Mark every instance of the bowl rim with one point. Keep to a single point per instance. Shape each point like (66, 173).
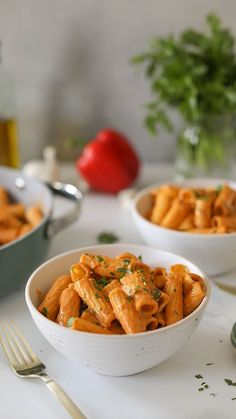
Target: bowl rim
(35, 313)
(32, 181)
(146, 191)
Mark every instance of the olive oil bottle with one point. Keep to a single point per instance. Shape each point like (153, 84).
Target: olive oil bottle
(9, 155)
(9, 152)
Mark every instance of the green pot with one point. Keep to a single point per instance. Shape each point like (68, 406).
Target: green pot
(19, 258)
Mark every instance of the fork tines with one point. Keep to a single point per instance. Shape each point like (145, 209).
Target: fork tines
(15, 346)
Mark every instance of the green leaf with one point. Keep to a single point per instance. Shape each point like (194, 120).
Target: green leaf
(70, 321)
(194, 72)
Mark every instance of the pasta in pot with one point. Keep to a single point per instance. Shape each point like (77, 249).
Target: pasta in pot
(206, 210)
(121, 295)
(15, 219)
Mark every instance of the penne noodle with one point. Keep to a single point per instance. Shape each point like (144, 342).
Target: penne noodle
(69, 305)
(202, 213)
(163, 201)
(116, 328)
(140, 300)
(4, 198)
(96, 301)
(145, 303)
(137, 286)
(104, 266)
(126, 313)
(158, 277)
(227, 222)
(79, 271)
(187, 283)
(187, 223)
(151, 323)
(187, 195)
(179, 269)
(89, 316)
(111, 286)
(13, 218)
(194, 210)
(174, 289)
(193, 298)
(50, 305)
(163, 301)
(161, 321)
(177, 213)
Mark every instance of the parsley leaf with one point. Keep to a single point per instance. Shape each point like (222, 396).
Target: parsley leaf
(107, 237)
(45, 311)
(229, 382)
(70, 321)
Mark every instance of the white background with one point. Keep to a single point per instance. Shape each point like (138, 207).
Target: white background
(71, 63)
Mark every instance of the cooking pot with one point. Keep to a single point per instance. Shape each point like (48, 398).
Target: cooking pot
(20, 257)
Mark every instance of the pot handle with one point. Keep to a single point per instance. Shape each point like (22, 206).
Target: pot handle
(72, 193)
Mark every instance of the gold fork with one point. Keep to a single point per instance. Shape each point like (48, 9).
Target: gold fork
(25, 363)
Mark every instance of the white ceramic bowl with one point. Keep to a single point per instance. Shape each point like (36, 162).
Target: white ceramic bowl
(116, 355)
(214, 254)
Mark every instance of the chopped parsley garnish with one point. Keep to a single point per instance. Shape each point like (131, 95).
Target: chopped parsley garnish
(219, 188)
(123, 271)
(126, 261)
(70, 321)
(200, 196)
(107, 237)
(156, 293)
(45, 311)
(100, 283)
(229, 382)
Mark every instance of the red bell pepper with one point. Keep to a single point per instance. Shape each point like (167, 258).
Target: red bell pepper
(109, 163)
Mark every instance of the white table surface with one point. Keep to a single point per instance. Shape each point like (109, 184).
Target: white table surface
(167, 391)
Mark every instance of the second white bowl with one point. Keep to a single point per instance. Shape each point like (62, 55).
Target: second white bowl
(213, 253)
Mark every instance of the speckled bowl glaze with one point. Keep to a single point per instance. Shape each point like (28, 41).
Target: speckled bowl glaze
(213, 253)
(115, 355)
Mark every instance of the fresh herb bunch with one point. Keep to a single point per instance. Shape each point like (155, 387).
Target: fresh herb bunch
(195, 73)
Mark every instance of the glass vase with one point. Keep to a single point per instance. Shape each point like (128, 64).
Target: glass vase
(207, 149)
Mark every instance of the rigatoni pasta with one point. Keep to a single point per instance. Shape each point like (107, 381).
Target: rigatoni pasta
(15, 219)
(208, 210)
(121, 295)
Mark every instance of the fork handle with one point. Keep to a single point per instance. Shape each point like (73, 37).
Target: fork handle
(60, 394)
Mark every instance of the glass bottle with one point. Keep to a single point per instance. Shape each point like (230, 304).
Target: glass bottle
(9, 151)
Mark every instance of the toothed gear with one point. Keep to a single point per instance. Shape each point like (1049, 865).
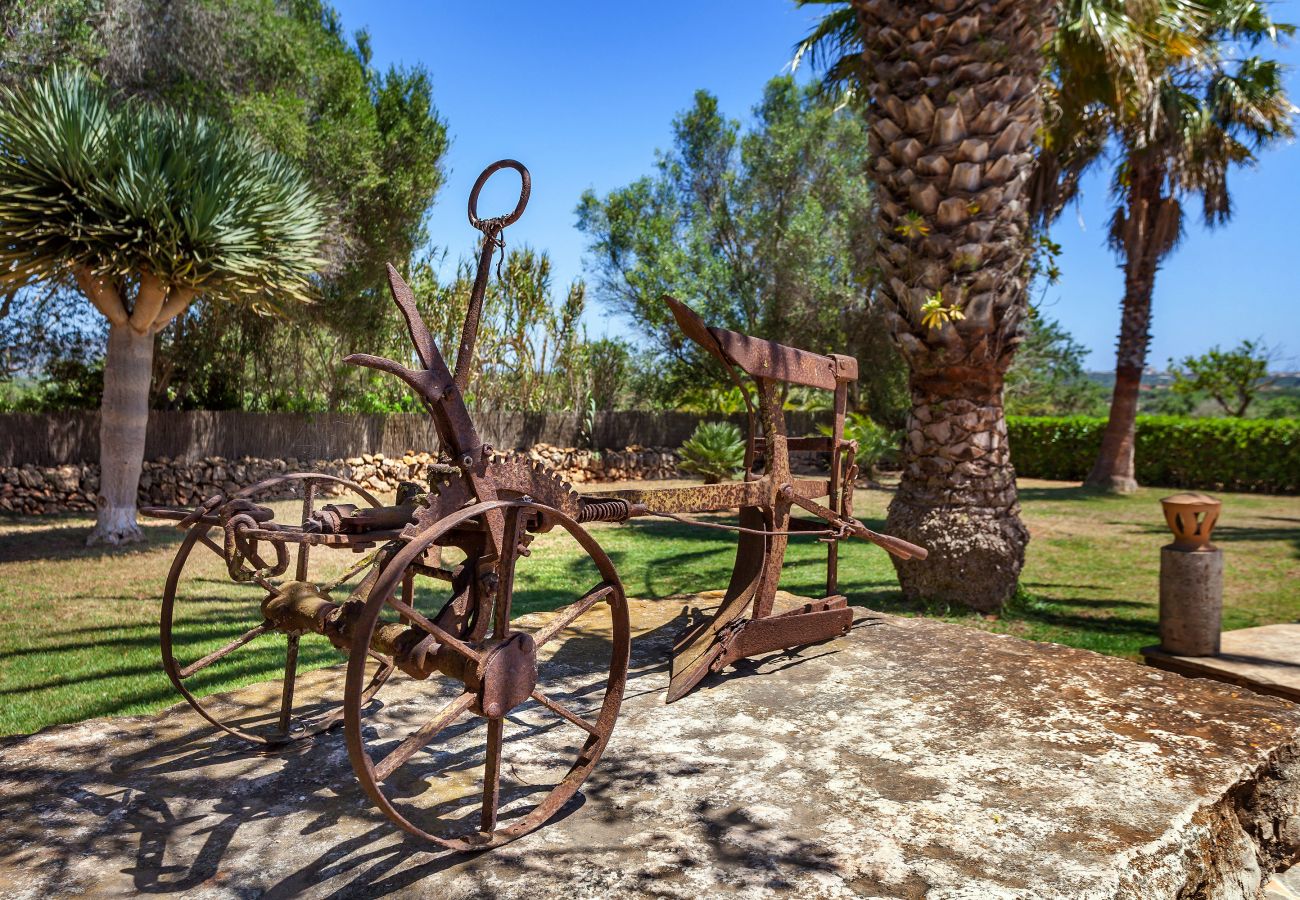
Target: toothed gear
(514, 475)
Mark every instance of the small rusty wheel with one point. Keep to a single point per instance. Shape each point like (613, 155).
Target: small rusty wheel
(191, 582)
(546, 706)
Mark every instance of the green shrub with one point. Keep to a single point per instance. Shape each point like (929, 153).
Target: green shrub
(876, 444)
(1171, 451)
(715, 451)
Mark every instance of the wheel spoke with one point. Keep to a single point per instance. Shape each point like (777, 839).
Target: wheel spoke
(443, 636)
(304, 548)
(589, 600)
(212, 545)
(492, 774)
(564, 713)
(350, 574)
(286, 697)
(506, 575)
(417, 739)
(224, 652)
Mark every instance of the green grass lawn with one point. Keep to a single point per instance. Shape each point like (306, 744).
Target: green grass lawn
(78, 627)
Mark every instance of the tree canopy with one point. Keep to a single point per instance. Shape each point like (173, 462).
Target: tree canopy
(1231, 377)
(286, 73)
(761, 229)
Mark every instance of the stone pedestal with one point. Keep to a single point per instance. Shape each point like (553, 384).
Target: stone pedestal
(1191, 600)
(910, 758)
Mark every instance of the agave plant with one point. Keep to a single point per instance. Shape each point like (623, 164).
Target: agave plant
(144, 210)
(715, 451)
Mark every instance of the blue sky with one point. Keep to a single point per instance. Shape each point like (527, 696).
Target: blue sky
(584, 92)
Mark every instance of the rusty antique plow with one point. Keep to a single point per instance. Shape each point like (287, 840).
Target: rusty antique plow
(427, 587)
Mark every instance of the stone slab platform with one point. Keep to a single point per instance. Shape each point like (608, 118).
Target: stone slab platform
(910, 758)
(1265, 658)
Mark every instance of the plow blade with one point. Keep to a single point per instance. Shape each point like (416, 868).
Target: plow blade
(727, 637)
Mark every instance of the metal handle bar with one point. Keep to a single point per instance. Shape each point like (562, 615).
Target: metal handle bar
(525, 187)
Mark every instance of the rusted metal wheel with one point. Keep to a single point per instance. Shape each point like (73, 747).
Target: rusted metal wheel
(493, 753)
(191, 580)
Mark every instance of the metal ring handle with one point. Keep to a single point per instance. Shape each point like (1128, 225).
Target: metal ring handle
(524, 190)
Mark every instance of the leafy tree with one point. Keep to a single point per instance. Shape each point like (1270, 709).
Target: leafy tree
(1175, 91)
(532, 351)
(761, 229)
(1048, 377)
(144, 210)
(286, 73)
(950, 92)
(1233, 377)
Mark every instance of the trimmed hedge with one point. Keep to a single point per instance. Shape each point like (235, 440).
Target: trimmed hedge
(1173, 451)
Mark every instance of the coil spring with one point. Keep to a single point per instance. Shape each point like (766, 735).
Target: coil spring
(605, 510)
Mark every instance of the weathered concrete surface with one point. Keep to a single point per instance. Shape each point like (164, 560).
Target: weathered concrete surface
(911, 758)
(1265, 658)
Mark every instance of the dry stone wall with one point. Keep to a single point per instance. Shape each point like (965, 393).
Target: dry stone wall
(38, 489)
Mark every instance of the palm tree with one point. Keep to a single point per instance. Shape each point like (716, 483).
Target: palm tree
(1181, 102)
(950, 89)
(143, 210)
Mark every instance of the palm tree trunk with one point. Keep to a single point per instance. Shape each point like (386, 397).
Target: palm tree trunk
(124, 416)
(957, 494)
(1142, 236)
(953, 104)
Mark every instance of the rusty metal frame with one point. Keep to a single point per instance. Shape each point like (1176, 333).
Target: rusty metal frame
(489, 506)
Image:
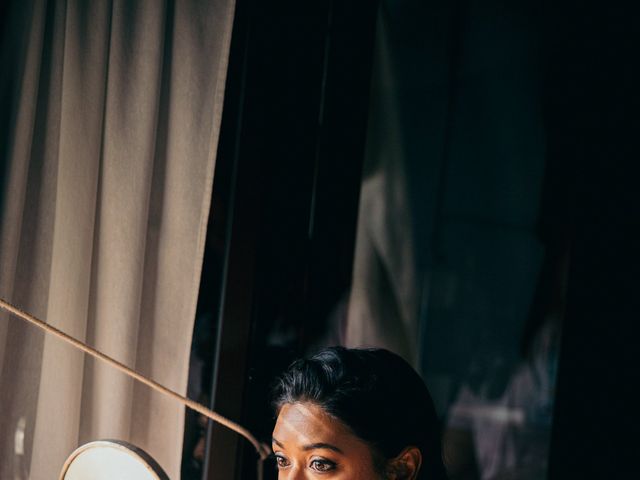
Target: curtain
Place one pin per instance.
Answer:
(112, 111)
(384, 299)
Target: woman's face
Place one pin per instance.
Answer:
(309, 443)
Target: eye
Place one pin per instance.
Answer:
(322, 465)
(281, 461)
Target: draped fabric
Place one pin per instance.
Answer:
(384, 300)
(112, 112)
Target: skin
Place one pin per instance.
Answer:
(310, 444)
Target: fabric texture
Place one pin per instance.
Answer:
(383, 303)
(113, 110)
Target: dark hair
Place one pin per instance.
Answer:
(376, 394)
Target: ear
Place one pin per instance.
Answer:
(406, 465)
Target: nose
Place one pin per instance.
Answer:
(294, 473)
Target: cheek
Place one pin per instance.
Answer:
(359, 468)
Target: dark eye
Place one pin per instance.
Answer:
(322, 465)
(281, 461)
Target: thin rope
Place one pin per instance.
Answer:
(262, 449)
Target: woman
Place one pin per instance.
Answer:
(357, 415)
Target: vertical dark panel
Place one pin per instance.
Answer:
(594, 142)
(294, 125)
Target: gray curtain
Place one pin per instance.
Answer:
(112, 112)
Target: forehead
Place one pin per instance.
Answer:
(306, 423)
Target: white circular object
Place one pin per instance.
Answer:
(111, 460)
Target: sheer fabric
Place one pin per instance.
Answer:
(112, 111)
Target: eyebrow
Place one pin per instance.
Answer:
(312, 446)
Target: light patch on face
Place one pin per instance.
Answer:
(309, 443)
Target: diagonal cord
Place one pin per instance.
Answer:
(262, 450)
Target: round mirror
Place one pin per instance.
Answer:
(111, 460)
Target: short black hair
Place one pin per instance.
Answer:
(376, 394)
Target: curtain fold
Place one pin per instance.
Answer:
(103, 215)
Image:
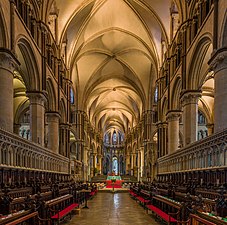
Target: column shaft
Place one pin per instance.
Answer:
(53, 131)
(173, 131)
(190, 116)
(37, 111)
(8, 64)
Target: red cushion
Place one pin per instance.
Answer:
(162, 214)
(65, 211)
(141, 199)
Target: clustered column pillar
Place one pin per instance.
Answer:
(8, 63)
(64, 138)
(127, 161)
(162, 139)
(218, 64)
(37, 112)
(190, 116)
(53, 131)
(173, 130)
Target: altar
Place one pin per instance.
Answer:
(114, 178)
(117, 182)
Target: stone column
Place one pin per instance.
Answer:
(91, 164)
(162, 139)
(139, 166)
(127, 161)
(210, 129)
(173, 130)
(53, 131)
(64, 139)
(132, 163)
(218, 64)
(95, 160)
(190, 116)
(37, 112)
(8, 64)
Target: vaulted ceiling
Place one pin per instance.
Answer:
(114, 51)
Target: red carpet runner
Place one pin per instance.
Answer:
(117, 184)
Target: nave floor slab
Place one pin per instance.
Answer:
(112, 209)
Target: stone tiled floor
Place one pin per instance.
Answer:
(112, 209)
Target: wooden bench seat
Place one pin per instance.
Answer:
(142, 200)
(24, 218)
(161, 214)
(133, 194)
(61, 214)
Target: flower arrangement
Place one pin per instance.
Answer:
(113, 180)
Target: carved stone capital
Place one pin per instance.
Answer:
(173, 115)
(8, 61)
(218, 60)
(190, 97)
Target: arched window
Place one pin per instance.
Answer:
(71, 96)
(156, 95)
(114, 137)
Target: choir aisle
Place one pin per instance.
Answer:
(112, 209)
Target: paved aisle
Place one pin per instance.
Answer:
(112, 209)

• [Task] Work out how many lines in the data contain "hair" and state that number with nothing added.

• [Answer to the problem] 2